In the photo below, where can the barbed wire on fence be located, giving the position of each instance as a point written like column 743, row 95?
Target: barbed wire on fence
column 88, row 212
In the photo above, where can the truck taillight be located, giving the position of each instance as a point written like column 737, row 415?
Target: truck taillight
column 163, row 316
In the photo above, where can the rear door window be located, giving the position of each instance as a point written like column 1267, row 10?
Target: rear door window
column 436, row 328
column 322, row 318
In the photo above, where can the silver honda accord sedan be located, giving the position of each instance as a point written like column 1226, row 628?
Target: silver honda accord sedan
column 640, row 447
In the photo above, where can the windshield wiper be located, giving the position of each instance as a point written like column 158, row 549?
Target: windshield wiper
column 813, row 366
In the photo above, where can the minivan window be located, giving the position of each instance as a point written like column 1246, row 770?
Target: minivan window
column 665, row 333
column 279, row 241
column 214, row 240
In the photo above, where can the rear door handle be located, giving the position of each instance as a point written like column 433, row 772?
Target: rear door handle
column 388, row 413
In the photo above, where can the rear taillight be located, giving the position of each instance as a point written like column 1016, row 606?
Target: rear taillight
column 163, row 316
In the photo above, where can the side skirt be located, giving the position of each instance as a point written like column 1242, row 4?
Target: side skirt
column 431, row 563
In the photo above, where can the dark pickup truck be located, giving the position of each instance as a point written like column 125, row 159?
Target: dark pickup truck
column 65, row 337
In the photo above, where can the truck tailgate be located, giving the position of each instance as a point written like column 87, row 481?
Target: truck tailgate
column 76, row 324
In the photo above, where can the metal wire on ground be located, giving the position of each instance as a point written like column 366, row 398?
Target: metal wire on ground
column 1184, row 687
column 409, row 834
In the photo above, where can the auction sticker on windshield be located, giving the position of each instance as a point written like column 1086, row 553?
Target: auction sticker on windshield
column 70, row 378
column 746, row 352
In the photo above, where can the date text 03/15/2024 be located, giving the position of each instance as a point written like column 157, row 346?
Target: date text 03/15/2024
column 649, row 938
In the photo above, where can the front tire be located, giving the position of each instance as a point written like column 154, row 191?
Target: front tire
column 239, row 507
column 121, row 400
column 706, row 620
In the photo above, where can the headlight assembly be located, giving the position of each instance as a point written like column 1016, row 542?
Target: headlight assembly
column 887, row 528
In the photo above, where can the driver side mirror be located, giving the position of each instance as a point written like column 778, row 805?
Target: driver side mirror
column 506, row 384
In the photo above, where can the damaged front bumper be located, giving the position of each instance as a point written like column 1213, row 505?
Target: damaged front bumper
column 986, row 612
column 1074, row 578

===============

任务目标: 把上面的材料从头到尾逐行照原样抄写一遍，不改动任何字词和标点。

解答:
In the photo below, where can the barbed wire on fence be located, giving the position of each instance as a point written like column 743, row 95?
Target: barbed wire on fence
column 88, row 212
In the photo above, where can the truck taillight be located, giving the position of each instance as a point written like column 737, row 415?
Target: truck taillight
column 163, row 316
In the photo above, where can the rear door window be located, giving the position of each instance as a point written like column 1267, row 10?
Target: rear door window
column 436, row 328
column 322, row 318
In the photo above, where can the silver honda accord sedan be located, giving the position of each instance as a point written like column 1226, row 628?
Target: silver honda accord sedan
column 640, row 447
In the photo above, where can the windshield wiper be located, giving the position of each instance as a point written like column 158, row 549?
Target: windshield wiper
column 813, row 366
In the photo above, where can the minivan window be located, giving the position of each instance as a point written like column 1246, row 770?
Target: minivan window
column 665, row 333
column 279, row 241
column 214, row 240
In the photo above, where can the rear door handle be located, giving the position of each instance as a point written like column 433, row 772?
Target: rear door handle
column 388, row 413
In the photo above, where can the rear taillight be located, giving the position of each instance as a point written like column 1016, row 606?
Target: rear taillight
column 163, row 316
In the photo above, where can the side skirt be located, giving the position of each instance as a point written like column 1242, row 4?
Target: side skirt
column 431, row 563
In the photo above, where can the dark pickup truck be located, giving the position of each instance as a point written like column 125, row 159?
Target: dark pickup truck
column 65, row 337
In the photo above, where can the truck tailgate be located, giving the position of each instance as a point written like column 87, row 481?
Target: truck tailgate
column 76, row 324
In the photo above, where can the metal wire on ground be located, giving the position of each instance as a point written like column 366, row 398?
Target: metal wire on ground
column 1184, row 687
column 409, row 834
In the photo above, where can the auction sticker on windshield be located, giving the position of each instance as a point written like column 1086, row 553?
Target: auction sticker on windshield
column 70, row 378
column 746, row 352
In the photo above, where can the date text 03/15/2024 be located, giving the position of each instance as a point written like column 157, row 346?
Target: date text 03/15/2024
column 649, row 938
In the photo above, where can the front tire be located, giving the position of each instance as a point written like column 154, row 191?
Target: front tire
column 239, row 507
column 121, row 400
column 706, row 620
In the photo above, where can the headlight assembly be located, giving the position of each instance as a point written like column 1016, row 542?
Target: headlight assembly
column 887, row 528
In the photo above, where can the driver side mirror be located, giving the position of each instance as a point written like column 778, row 805?
Target: driver side mirror
column 506, row 384
In the photo above, where can the damaged front bumper be located, giving the position of each instance as a point written like column 1213, row 505?
Target: damaged front bumper
column 986, row 612
column 1074, row 578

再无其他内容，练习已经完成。